Stated task:
Repeat exactly the lines from the line containing "of the farm" through the last line of the records below, inclusive, and nothing else.

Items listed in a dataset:

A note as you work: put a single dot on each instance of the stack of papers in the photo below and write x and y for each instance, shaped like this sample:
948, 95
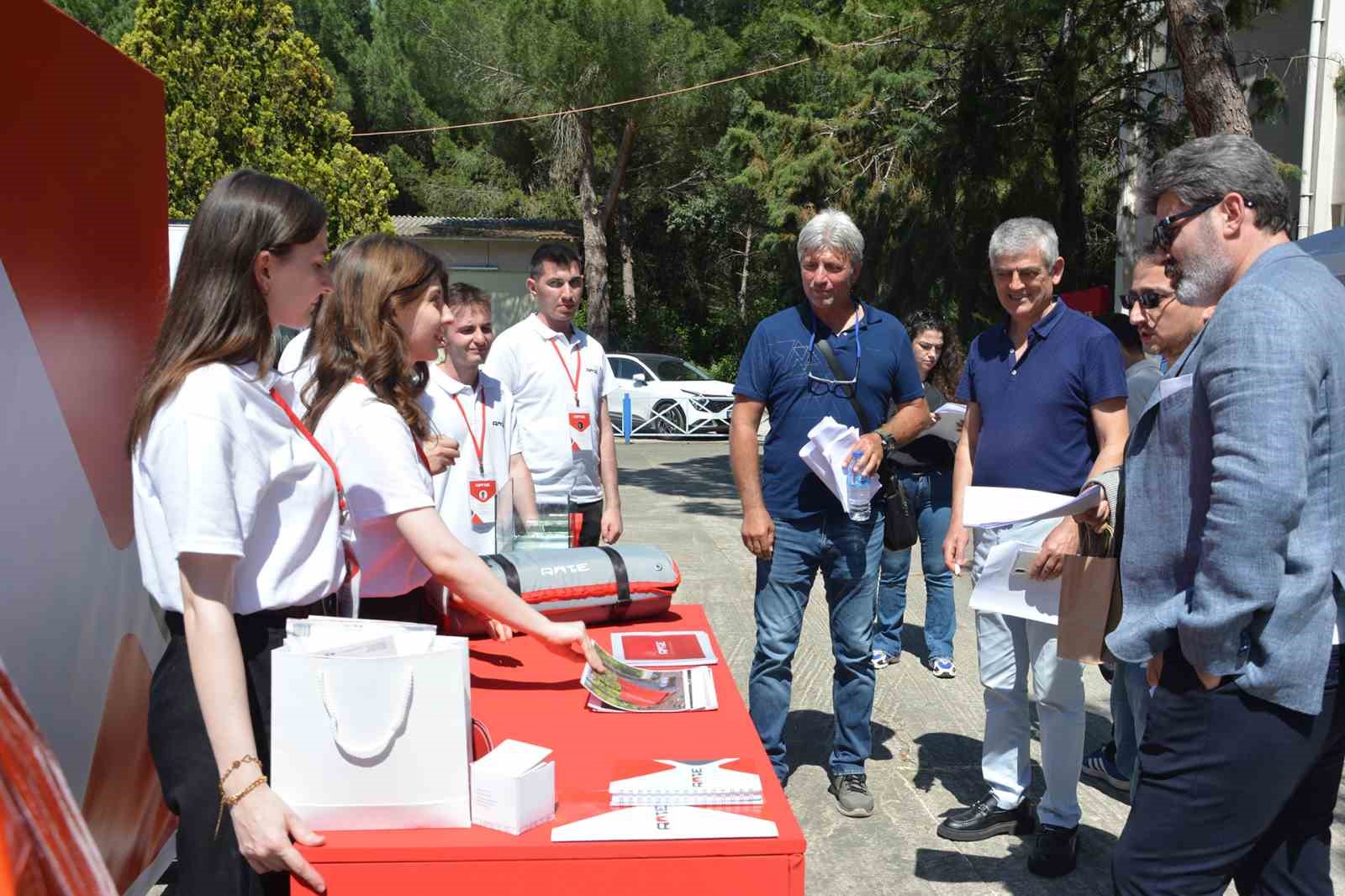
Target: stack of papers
827, 452
367, 638
686, 782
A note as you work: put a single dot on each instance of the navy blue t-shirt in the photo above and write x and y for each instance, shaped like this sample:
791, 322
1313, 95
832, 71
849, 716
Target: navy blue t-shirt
1036, 424
773, 372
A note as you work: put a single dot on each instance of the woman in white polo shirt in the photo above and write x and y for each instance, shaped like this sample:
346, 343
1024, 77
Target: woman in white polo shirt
372, 340
237, 525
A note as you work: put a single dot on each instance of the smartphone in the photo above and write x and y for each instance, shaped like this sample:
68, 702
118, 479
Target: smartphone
1022, 562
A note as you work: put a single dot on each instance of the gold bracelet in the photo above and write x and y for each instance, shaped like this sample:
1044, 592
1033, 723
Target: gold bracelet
233, 801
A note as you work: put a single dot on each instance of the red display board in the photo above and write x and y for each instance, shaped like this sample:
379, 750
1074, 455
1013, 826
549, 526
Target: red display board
524, 692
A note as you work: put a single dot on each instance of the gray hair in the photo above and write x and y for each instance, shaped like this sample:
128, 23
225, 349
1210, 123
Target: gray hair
1210, 168
831, 229
1021, 235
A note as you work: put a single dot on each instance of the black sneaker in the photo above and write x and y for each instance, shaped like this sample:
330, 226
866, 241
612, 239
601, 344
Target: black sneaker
853, 797
984, 820
1055, 851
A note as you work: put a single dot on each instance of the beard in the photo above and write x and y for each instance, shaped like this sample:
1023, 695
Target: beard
1201, 279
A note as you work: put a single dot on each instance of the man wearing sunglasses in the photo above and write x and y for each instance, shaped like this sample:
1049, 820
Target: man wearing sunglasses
1234, 552
1046, 400
791, 522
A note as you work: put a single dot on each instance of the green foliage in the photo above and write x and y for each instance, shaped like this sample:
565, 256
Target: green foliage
245, 89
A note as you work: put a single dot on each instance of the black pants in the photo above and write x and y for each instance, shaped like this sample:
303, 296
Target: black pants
585, 524
186, 763
1232, 788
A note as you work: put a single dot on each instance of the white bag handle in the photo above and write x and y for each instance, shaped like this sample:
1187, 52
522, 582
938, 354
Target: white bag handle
377, 747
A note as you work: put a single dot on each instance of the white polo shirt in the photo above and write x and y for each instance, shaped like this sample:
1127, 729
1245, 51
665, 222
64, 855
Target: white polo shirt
538, 366
488, 408
224, 472
383, 475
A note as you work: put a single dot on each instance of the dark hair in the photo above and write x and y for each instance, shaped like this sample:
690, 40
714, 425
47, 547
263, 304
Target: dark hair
356, 335
947, 370
1210, 168
217, 313
557, 253
464, 293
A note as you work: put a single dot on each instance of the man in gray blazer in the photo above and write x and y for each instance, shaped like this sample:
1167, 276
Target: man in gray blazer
1232, 562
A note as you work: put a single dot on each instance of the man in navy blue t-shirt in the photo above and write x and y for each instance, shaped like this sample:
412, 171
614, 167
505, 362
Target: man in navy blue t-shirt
791, 522
1046, 400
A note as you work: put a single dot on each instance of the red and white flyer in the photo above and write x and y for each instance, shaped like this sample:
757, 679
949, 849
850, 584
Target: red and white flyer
654, 649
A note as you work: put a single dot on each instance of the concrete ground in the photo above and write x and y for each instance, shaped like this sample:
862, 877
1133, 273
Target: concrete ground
926, 730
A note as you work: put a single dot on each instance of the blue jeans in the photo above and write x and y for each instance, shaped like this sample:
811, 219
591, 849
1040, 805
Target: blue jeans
847, 555
931, 498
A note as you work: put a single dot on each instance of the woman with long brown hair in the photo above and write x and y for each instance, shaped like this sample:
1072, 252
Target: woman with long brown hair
237, 525
372, 342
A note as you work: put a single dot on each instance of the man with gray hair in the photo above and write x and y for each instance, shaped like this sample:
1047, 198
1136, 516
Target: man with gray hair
1234, 559
791, 522
1046, 410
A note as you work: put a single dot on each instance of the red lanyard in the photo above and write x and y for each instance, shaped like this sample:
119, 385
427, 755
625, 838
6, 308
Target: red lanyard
575, 380
420, 450
477, 445
351, 564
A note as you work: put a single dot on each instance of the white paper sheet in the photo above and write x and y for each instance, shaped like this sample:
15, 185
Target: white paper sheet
989, 508
950, 414
1001, 591
826, 454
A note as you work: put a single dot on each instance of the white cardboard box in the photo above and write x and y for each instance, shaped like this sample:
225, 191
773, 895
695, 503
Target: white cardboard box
513, 788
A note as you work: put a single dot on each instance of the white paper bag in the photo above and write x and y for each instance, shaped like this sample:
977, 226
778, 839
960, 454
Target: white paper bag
373, 743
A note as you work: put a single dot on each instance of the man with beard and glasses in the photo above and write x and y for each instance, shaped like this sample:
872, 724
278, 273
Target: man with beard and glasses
1234, 552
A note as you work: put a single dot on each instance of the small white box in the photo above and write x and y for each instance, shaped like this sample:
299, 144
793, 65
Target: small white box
513, 790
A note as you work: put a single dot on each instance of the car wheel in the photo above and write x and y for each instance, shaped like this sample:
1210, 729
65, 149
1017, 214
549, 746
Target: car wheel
669, 419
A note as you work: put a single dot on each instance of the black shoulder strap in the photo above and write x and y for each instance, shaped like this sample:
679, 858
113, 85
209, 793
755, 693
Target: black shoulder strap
510, 572
825, 347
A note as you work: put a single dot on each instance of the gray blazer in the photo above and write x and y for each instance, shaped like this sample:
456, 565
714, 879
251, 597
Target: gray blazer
1234, 539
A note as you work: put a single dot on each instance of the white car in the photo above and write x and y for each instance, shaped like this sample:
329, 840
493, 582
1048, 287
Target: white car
669, 396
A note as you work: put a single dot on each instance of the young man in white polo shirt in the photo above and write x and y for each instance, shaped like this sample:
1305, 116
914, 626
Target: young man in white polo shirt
560, 378
477, 414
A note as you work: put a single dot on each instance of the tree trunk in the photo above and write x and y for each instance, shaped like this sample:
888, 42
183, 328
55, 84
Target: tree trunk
623, 235
1210, 76
595, 240
743, 284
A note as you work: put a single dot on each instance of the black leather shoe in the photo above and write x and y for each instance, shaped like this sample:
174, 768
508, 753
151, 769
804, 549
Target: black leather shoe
1055, 851
985, 818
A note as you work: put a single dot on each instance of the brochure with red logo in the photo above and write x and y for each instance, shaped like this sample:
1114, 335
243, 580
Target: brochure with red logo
654, 649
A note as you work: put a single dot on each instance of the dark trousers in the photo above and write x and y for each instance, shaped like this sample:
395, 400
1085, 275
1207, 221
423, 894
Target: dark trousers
1231, 788
585, 524
210, 865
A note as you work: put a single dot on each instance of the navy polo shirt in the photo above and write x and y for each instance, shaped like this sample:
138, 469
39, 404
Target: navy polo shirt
773, 372
1036, 425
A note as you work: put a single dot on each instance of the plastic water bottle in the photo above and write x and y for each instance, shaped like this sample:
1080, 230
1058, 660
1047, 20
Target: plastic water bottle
857, 492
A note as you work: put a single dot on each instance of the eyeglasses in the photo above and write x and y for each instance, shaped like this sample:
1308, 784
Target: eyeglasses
1147, 299
1163, 230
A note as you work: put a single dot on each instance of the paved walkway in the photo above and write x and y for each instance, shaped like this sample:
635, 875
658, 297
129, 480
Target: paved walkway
927, 732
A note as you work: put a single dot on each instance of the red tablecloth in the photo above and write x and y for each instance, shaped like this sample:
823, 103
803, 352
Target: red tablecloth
524, 692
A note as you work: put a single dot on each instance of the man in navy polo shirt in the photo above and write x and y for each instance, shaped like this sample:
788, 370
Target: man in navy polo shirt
791, 522
1046, 400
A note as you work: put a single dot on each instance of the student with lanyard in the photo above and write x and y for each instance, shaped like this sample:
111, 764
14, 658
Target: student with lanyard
373, 340
237, 526
477, 412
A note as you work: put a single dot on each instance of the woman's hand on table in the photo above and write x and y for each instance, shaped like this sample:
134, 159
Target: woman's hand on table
266, 830
564, 638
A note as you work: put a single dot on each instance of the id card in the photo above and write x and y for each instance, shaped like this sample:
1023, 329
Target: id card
582, 430
482, 501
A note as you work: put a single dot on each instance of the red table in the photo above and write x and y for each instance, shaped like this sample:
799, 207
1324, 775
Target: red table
521, 690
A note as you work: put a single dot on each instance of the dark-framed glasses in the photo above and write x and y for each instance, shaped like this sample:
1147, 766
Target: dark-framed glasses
1147, 299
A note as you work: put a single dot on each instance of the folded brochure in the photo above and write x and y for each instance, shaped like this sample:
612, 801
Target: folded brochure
625, 688
685, 782
665, 822
651, 649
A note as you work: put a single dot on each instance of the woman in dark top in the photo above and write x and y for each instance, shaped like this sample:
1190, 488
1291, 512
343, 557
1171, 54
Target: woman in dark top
927, 475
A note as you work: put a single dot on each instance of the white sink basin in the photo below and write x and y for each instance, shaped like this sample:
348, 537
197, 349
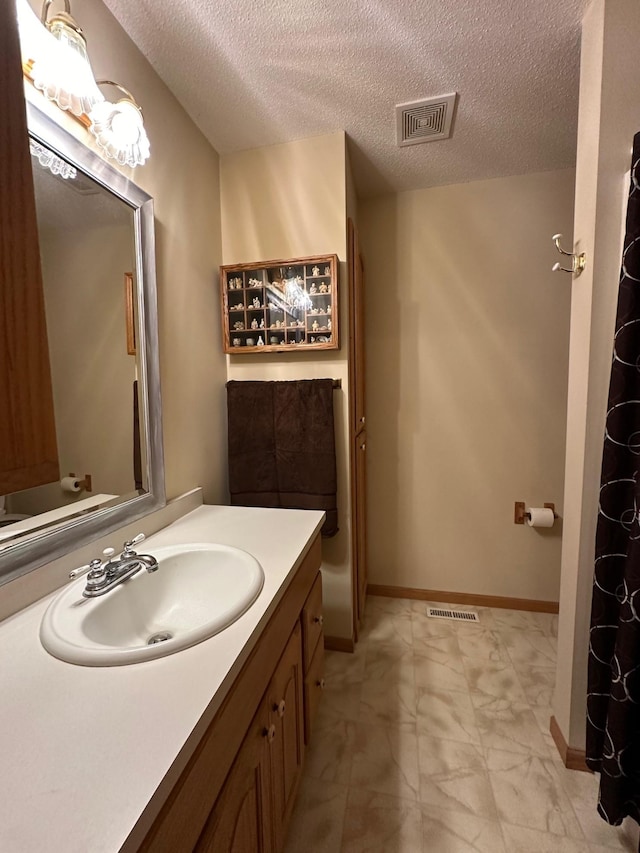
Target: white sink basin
197, 591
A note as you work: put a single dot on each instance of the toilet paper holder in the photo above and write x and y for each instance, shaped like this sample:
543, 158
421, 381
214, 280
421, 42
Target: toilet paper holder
520, 513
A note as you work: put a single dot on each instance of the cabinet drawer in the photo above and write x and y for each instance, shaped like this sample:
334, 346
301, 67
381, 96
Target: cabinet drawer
312, 621
313, 687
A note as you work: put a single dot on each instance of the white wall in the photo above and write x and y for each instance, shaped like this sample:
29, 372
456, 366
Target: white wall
608, 119
289, 201
467, 345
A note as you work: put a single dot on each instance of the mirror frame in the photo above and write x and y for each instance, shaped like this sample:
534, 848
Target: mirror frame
21, 556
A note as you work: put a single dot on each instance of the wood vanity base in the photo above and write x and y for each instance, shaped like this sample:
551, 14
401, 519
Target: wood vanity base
237, 791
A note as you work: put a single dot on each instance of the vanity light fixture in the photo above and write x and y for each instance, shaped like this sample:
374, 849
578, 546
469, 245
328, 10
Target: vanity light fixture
61, 68
119, 128
56, 165
55, 59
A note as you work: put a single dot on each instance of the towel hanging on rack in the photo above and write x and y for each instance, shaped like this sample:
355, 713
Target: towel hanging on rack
281, 445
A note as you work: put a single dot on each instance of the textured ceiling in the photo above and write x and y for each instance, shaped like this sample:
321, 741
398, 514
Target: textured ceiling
258, 72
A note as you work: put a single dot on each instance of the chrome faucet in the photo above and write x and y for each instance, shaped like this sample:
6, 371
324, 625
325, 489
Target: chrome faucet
105, 575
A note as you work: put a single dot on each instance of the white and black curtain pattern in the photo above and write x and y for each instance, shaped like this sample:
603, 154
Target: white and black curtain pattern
613, 702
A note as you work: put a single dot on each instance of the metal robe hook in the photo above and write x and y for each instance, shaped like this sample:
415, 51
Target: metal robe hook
577, 260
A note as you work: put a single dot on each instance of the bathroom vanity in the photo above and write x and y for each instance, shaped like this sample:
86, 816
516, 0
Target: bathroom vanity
200, 750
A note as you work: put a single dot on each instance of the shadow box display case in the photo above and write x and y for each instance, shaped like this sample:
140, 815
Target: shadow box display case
280, 306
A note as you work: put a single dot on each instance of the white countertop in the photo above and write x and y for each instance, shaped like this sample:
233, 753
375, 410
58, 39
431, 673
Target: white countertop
83, 749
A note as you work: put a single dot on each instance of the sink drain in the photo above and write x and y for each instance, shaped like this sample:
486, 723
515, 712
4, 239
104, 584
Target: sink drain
160, 637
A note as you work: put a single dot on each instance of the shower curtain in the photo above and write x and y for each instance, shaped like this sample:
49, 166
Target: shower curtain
613, 701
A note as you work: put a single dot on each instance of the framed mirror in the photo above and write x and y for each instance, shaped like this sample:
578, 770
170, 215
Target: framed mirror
97, 251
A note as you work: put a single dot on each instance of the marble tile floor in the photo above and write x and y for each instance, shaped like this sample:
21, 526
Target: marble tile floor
434, 738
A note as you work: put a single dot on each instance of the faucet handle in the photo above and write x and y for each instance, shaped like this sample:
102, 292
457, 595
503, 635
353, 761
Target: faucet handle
128, 546
82, 570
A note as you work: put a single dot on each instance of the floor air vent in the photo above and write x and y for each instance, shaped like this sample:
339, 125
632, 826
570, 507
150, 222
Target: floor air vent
456, 615
426, 120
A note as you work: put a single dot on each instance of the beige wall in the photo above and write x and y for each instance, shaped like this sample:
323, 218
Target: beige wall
182, 175
467, 344
288, 201
608, 119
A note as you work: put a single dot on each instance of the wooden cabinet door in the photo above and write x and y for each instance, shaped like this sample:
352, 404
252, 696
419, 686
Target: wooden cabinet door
241, 820
28, 448
285, 698
360, 538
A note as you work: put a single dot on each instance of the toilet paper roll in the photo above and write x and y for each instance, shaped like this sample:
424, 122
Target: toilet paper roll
70, 484
540, 517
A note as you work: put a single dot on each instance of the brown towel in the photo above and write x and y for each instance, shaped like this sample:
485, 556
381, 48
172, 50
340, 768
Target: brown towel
282, 446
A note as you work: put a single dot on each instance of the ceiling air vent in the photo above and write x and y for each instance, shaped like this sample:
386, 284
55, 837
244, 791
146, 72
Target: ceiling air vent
425, 121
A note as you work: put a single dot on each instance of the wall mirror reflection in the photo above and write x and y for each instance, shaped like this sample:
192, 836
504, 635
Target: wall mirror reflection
95, 232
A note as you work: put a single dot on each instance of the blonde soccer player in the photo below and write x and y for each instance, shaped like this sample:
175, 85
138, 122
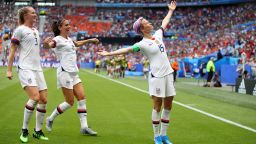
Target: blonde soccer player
161, 87
26, 40
67, 74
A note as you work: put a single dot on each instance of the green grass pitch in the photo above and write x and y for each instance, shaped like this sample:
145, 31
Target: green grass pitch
122, 115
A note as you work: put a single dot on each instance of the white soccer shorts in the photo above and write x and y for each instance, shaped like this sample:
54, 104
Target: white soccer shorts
32, 78
67, 80
161, 87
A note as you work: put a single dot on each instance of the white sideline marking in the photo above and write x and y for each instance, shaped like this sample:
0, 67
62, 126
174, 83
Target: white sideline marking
183, 105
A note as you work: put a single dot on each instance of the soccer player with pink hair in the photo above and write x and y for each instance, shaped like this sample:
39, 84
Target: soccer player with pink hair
67, 74
26, 40
161, 88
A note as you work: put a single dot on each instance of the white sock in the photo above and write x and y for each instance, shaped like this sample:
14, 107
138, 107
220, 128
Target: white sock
28, 111
155, 122
165, 121
82, 113
40, 114
59, 110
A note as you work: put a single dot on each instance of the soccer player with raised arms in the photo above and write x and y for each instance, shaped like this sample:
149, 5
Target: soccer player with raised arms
67, 74
26, 40
161, 87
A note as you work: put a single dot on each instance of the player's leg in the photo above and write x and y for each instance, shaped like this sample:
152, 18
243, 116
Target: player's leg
65, 82
165, 117
157, 103
156, 89
33, 95
81, 108
41, 107
28, 82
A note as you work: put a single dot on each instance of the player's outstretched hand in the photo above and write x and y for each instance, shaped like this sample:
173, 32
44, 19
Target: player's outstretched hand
47, 42
103, 53
9, 75
173, 5
94, 40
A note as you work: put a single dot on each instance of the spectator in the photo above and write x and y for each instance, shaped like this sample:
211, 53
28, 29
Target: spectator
210, 68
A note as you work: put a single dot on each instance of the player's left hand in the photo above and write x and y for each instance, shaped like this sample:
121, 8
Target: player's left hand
94, 40
173, 5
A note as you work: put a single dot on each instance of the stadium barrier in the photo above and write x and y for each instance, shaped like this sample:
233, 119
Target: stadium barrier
246, 86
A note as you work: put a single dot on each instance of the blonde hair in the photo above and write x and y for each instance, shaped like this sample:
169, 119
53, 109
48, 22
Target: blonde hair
21, 13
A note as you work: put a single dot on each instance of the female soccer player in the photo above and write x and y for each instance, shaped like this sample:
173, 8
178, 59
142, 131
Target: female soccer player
26, 40
160, 78
67, 74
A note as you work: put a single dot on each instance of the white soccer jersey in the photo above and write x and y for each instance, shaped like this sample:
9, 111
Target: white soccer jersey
154, 50
28, 40
66, 52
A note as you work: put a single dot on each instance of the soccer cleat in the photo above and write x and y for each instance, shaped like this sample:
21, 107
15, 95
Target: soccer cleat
24, 135
88, 131
39, 135
48, 124
158, 140
166, 140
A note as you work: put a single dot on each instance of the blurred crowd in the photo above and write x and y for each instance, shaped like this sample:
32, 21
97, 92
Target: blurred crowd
193, 31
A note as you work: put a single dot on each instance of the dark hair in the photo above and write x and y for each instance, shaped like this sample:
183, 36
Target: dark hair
55, 26
21, 13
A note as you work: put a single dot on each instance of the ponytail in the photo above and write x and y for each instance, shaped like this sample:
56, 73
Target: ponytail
55, 27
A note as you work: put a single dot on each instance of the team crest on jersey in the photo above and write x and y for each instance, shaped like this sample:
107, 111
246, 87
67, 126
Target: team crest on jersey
30, 81
157, 42
68, 82
158, 91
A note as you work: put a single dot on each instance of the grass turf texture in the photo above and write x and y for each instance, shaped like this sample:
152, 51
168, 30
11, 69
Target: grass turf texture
122, 115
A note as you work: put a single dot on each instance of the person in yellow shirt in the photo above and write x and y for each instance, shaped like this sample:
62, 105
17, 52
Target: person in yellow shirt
97, 66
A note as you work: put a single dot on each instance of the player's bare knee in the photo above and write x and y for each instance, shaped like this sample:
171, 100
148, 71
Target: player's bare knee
70, 102
43, 100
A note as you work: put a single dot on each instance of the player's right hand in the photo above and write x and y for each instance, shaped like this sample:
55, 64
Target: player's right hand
9, 75
47, 41
103, 53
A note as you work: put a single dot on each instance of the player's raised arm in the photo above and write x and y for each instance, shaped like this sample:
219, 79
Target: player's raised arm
83, 42
166, 20
49, 43
117, 52
10, 61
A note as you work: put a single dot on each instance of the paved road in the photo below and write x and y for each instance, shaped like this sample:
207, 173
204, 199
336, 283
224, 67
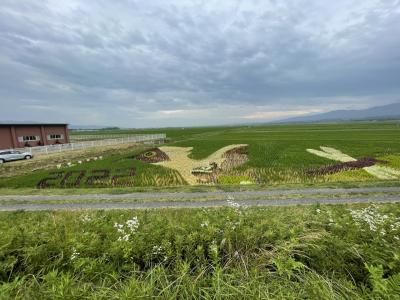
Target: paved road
197, 195
198, 204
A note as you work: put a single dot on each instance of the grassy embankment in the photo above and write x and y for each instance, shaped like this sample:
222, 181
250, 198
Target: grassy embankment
315, 252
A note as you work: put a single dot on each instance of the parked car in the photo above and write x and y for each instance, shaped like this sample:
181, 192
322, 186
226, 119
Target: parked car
9, 155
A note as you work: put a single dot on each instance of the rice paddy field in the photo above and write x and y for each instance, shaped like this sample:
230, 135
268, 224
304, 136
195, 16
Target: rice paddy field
275, 155
317, 251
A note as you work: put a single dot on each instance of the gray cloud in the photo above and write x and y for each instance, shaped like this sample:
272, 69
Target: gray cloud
135, 63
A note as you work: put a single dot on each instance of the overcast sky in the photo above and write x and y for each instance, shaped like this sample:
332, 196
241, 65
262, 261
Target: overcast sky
178, 63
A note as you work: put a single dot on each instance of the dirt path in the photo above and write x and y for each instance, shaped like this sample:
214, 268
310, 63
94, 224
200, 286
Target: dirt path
197, 204
196, 195
193, 200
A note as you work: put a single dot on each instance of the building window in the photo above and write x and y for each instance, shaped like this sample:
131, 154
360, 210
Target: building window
27, 138
55, 137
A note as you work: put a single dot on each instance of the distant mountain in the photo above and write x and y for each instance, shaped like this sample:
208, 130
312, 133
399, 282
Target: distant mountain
386, 112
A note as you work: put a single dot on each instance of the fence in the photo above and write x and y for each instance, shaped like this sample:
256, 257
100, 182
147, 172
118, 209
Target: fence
148, 138
95, 137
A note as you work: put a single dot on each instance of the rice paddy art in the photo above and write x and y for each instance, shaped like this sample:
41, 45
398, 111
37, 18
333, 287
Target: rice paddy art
349, 163
201, 171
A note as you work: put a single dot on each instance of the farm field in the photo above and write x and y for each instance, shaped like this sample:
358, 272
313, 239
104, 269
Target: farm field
309, 252
270, 156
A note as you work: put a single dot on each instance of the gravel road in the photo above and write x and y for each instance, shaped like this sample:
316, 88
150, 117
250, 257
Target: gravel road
198, 204
196, 195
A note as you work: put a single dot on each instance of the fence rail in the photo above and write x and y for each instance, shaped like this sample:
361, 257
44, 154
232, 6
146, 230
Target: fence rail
147, 138
95, 137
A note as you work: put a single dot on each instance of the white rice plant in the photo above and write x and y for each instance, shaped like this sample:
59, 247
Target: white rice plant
380, 172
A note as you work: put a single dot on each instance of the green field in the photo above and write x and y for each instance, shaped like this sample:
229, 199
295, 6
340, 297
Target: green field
277, 156
316, 252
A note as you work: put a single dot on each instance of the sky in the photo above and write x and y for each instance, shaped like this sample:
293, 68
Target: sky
160, 63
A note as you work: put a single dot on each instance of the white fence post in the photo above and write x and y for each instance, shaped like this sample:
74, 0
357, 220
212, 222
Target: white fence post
116, 139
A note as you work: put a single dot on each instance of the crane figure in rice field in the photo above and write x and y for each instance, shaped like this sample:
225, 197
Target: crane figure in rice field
381, 172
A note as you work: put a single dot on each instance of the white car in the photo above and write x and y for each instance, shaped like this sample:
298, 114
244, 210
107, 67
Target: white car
9, 155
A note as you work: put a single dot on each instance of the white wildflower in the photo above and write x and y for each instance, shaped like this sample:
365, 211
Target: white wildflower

Expected output:
A note as you work: put a single dot on each instance of the farm field in the photo above and write x and y for each instance, shaped like this sample:
358, 272
313, 239
104, 269
Target: farm field
309, 252
270, 156
A note as you work: put a single dot on each instance of the gravel road in the photo above and write x and y for each instance, shaped like this sample:
316, 88
150, 117
250, 257
Target: gravel road
198, 204
196, 195
A note as you work: put a single dot on each instance of the fence rail in the photo above and write x and y for each instance, shaped like this sample:
361, 257
44, 154
232, 6
146, 230
Target: fence rail
147, 138
95, 137
A note as you work: put a single dot on each instance of the white rice plant in the photo above and write x and y for each instance, shaped like this sample:
59, 247
Target: white rice plant
380, 172
A note as you work: put a single dot on each instance of the green field in the photo above and write x and y for each instance, shaped like this sample:
229, 199
295, 6
340, 297
Target: green field
277, 156
316, 252
A note as you work: put a single dot on each instance of the sky in the photo above and write x and y for each instance, shaped like this sample:
293, 68
Target: sky
160, 63
A note as you work: put a single dot on each instance of the white fence post in the photo above and write x and y for each instance, shaped like this sample:
74, 0
357, 220
212, 222
Target: white fence post
116, 139
A note as you work: put a single dot on each instance of the crane figure in rice field in the photo above and write x and y for each instance, shaped like this sample:
225, 197
Target: crane figure in rice field
381, 172
A note as you work: put a single dot on each instance of the white car in the photo above and write x and y for each instance, shaped like this sample:
298, 114
244, 210
107, 67
Target: white car
9, 155
A note as you work: put a single dot on each instance of the white wildflower in the photo above and write x and y for each instance, shaped like this sample:
365, 211
Target: white wildflower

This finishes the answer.